Extract
— start —

Skip to content

SklearnOptimizer

labchain.plugins.optimizer.sklearn_optimizer

__all__ = ['SklearnOptimizer'] module-attribute

SklearnOptimizer

Bases: BaseOptimizer

Sklearn-based optimizer for hyperparameter tuning using GridSearchCV.

This class implements hyperparameter optimization using scikit-learn's GridSearchCV. It allows for efficient searching of hyperparameter spaces for machine learning models within the Framework3 pipeline system.

Key Features
  • Supports various types of hyperparameters (categorical, numerical)
  • Integrates with scikit-learn's GridSearchCV for exhaustive search
  • Allows for customizable scoring metrics
  • Integrates with the Framework3 pipeline system
Usage

The SklearnOptimizer can be used to optimize hyperparameters of a machine learning pipeline:

from framework3.plugins.optimizer import SklearnOptimizer
from framework3.base import XYData

# Assuming you have a pipeline and data
pipeline = ...

— end —

Tasks and exercises
[1] Using the SklearnOptimizer documentation, decide whether each statement agrees with it: (a) SklearnOptimizer searches hyperparameters with RandomizedSearchCV; (b) the scoring metrics can be customized; (c) SklearnOptimizer has BaseOptimizer as its base. Answer each with yes or no and quote the words that settle it.
[2] According to the SklearnOptimizer documentation's key features, which types of hyperparameters does the class support?
[3] Continue the SklearnOptimizer documentation from its final line.
The data after this point is not needed.

Data provided

— start —

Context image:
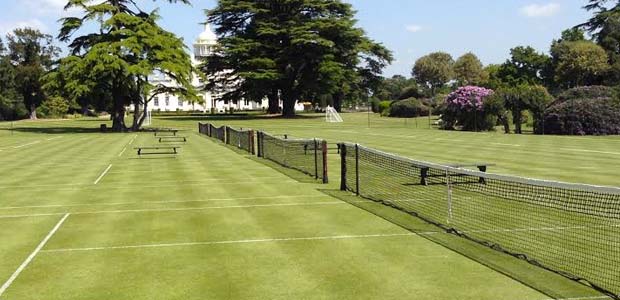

— end —

Written answers
[1]
(a) No: "Sklearn-based optimizer for hyperparameter tuning using GridSearchCV."
(b) Yes: "Allows for customizable scoring metrics"
(c) Yes: "Bases: BaseOptimizer"

[2] Categorical and numerical hyperparameters.

[3]
x_data = XYData(...)
y_data = XYData(...)

optimizer = SklearnOptimizer(scoring='accuracy', cv=5)
optimizer.optimize(pipeline)
optimizer.fit(x_data, y_data)

best_pipeline = optimizer.pipeline

Attributes:

Name Type Description
scoring str | Callable | Tuple | Dict

The scoring metric for GridSearchCV.

pipeline BaseFilter | None

The pipeline to be optimized.

cv int

The number of cross-validation folds.

_grid Dict

The parameter grid for GridSearchCV.

_filters List[Tuple[str, SkWrapper]]

The list of pipeline steps.

_pipeline Pipeline

The scikit-learn Pipeline object.

_clf GridSearchCV

The GridSearchCV object.

Methods:

Name Description
optimize

BaseFilter): Set up the optimization process for a given pipeline.

fit

XYData, y: Optional[XYData]) -> None | float: Fit the GridSearchCV object to the given data.

predict

XYData) -> XYData: Make predictions using the best estimator found by GridSearchCV.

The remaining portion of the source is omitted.